Aim >>
Will you give every entry again exactly as it stands?

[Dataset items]
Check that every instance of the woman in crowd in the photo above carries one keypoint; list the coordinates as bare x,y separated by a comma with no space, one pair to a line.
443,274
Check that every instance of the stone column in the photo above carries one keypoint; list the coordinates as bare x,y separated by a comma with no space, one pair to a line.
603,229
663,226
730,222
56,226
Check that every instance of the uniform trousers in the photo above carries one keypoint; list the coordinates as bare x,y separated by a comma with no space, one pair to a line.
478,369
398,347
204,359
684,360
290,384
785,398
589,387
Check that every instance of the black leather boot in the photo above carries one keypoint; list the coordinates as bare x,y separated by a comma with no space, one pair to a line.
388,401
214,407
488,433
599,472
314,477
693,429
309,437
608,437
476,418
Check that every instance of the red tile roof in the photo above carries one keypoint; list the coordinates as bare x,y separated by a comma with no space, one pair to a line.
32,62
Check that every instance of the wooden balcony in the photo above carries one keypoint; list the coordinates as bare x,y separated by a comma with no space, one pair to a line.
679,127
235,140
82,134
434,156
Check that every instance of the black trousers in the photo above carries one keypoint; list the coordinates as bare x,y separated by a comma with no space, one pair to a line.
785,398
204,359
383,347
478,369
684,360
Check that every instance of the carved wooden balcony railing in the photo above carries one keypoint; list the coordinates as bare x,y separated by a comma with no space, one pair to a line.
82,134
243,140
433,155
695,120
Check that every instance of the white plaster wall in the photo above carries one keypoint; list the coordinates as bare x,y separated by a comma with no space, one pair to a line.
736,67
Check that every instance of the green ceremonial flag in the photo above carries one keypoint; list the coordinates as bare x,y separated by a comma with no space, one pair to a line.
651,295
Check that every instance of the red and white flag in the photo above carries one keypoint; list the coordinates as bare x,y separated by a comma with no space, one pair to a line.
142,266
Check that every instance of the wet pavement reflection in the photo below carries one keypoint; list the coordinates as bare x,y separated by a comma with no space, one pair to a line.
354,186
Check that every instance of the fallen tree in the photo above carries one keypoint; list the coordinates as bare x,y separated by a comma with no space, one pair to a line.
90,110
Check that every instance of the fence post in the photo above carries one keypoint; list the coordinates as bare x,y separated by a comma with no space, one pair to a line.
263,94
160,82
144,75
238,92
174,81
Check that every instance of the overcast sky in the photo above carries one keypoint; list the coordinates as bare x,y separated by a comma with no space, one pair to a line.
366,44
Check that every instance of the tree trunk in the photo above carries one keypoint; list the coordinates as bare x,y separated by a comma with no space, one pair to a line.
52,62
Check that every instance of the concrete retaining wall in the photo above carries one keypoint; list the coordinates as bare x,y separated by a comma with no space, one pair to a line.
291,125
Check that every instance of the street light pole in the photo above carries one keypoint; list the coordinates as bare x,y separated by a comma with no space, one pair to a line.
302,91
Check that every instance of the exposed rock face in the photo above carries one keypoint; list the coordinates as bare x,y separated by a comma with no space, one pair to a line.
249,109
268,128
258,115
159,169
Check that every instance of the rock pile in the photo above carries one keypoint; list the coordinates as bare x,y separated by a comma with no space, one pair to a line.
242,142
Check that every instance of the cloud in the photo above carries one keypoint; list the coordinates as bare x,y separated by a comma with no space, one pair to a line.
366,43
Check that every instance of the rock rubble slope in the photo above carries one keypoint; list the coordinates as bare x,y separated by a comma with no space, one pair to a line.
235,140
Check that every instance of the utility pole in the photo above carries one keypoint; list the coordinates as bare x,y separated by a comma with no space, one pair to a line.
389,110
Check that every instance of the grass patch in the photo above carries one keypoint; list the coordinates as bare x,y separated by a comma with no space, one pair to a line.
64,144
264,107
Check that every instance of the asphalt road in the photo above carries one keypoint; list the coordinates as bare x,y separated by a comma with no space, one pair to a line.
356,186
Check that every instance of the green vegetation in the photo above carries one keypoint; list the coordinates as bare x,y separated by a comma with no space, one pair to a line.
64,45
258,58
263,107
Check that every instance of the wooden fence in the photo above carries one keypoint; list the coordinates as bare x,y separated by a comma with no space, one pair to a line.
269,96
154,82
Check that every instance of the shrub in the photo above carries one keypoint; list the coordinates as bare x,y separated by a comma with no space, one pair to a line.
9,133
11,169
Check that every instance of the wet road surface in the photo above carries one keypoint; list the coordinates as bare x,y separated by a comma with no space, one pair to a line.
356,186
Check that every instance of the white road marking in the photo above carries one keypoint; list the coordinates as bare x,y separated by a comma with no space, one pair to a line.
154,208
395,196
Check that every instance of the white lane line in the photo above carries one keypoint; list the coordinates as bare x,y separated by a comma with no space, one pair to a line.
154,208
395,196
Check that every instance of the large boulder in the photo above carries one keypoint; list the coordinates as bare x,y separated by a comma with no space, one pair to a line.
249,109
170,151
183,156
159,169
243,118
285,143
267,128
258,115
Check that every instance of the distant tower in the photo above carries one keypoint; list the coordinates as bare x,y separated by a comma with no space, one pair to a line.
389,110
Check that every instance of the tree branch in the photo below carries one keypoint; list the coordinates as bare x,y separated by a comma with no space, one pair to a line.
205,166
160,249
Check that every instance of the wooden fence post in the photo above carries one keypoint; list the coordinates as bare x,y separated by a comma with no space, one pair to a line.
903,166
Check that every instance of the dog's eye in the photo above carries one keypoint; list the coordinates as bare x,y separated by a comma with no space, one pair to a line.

Response to the exercise >>
Check that every instance of the woman in crowd in the photo above carries one keypoint; list the coordinates as bare x,y separated by a comma with no space, one pair to a line.
443,274
Check that every instance of the stone column in the photo above carries one keypoint; list the coordinates as bare x,y separated by a comma with no space, one pair to a line.
603,229
663,226
730,222
56,226
Check that every instance of the uniform trousers in the photo above carries one keypoint; list the coordinates as bare x,y separated by a comma with no space, one pair to a line.
478,369
398,347
204,359
684,360
290,384
785,398
589,387
Check that every instance of the black leather boot in the photo above carries one keypoint; list the coordinates as bare x,y separated by a comma with no space, one pair to a line.
388,401
214,407
488,433
599,472
314,477
693,429
309,437
608,437
476,418
Check that every instance of the red tile roof in the photo above carries one keypoint; list the coordinates as bare x,y separated by a comma with no space, one pair to a line.
32,62
Check that every instance of the wooden balcony in the photo above carries one keypoint; list the coordinates as bare x,y separated by a comma with no space, one pair to a line.
679,127
235,140
82,134
434,156
Check that every instance of the black trousers in the photo above carries one keypoint; list the coordinates as bare x,y separated by a comma with no space, one pair to a line.
785,398
204,359
383,347
478,369
684,360
Check that every instance of the carved wooden balcony railing in the photo above carries one keypoint; list the coordinates as bare x,y separated by a comma with no space, one pair to a line.
82,134
243,140
433,155
695,120
Check that every instance of the white plaster wall in the photo above carries one keypoint; list the coordinates as bare x,y separated by a comma with no space, one pair to a line.
736,67
Check that every instance of the green ceremonial flag in the photo above carries one keypoint; list the coordinates as bare x,y separated by a comma with no space, one pair to a line.
651,295
Check that every instance of the red and white flag in the photo above carries one keypoint; list the coordinates as bare x,y separated by a comma with no space, one pair to a line.
142,266
Check that every instance of the wet pavement reflection in the photo below carries one keypoint; list the coordinates as bare x,y separated by a comma with no space, one pair to a line.
354,186
Check that every instance of the fallen tree in the photo above carries one keypoint; list the coordinates as bare x,y separated by a comma with no space, one pair to a line.
90,110
Check that every instance of the fence post in the photo above carries one keypoint; list the coordinates as bare x,y separated by a comma with no space, one pair to a line.
263,94
160,82
144,75
238,92
174,81
Check that every instance of the overcast sky in the photo above carries one keypoint; list the coordinates as bare x,y separated by a comma with no space, one pair to a line.
366,44
Check that every instance of the tree trunk in the photo above carries one keypoint; list the coordinates as bare x,y separated by a comma with no space, one pair to a line.
52,62
Check that every instance of the concrete retaining wall in the photo above carries one keypoint; list the coordinates as bare x,y separated by a comma with no space, one pair to a line.
291,125
Check that every instance of the street light pole in the photo above carries one keypoint; list the coordinates as bare x,y separated by a comma with no space, one pair to a line.
302,91
Check that every instance of the exposed rock face in the photo above carries one keypoint; list the coordinates as bare x,y separated by a comma with no space, one pair to a line.
249,109
268,128
258,115
159,169
Check that every instance of the rock pile in the photo above carries one keypoint; list the coordinates as bare x,y separated by a comma with no space, one pair to a line.
242,142
Check that every instance of the cloud in the photo above carries one keypoint; list the coordinates as bare x,y separated by a comma with no space, one pair to a line.
366,43
Check that every instance of the rock rubble slope in the photo above carries one keypoint; list the coordinates as bare x,y separated by a comma with no space, one pair to a line.
235,140
Check that every instance of the utility pole in the photo above carries one keypoint; list the coordinates as bare x,y separated by a comma with no space, one pair to a line.
389,110
Check that every instance of the grass patch in the photo above carries one keypoint; list the coordinates as bare x,y separated by a comma with no space, one pair to a line.
64,144
264,107
Check that every instance of the asphalt road in the photo above carries one keypoint; list the coordinates as bare x,y separated by a comma with no space, one pair to a line.
356,186
Check that every instance of the green vegetation in the photo above carries one keypoint; list the coordinates as bare x,y separated by a comma with no space, one pair to a line.
64,45
258,58
263,107
Check that every instance of the wooden fence in the photo above carries one keypoint; list the coordinates as bare x,y separated by a comma with no space, one pair to a line.
269,96
154,82
Check that every instance of the shrub in the photo above carries one keypoint; list the coordinates as bare x,y separated by a comma with no space, one pair to a line.
9,133
11,169
Check that every instance of the wet road surface in the photo above carries one keypoint; list the coordinates as bare x,y separated by a comma with no space, one pair to a line.
356,186
Check that every instance of the white road marking in the photo above carries one keypoint; list the coordinates as bare x,y separated by a comma with no space, one pair to a line.
154,208
395,196
Check that every instance of the white lane line in the photo above carries one keypoint; list the coordinates as bare x,y separated by a comma with no space, one pair to a line.
154,208
395,196
Check that every instance of the large boulder in the photo above carries one keypoint; list the coordinates as bare x,y separated by a comma with no space, one pair to a line.
249,109
170,151
183,156
159,169
243,118
285,143
267,128
258,115
Check that every instance of the distant tower in the photo above carries one keypoint; list the coordinates as bare x,y separated by a comma with no space, one pair to a line.
389,110
Check that every instance of the tree branch in the photo below carries one keypoint; list the coordinates as bare x,y separated by a comma with no space, one pair to a line.
205,166
160,249
Check that every instance of the wooden fence post in the photo above carries one keypoint; list the coordinates as bare x,y separated by a comma with no space, one pair to a line.
903,166
Check that every instance of the dog's eye in the photo above carries one keypoint; list the coordinates as bare x,y separated by a comma with no space, one pair to a line.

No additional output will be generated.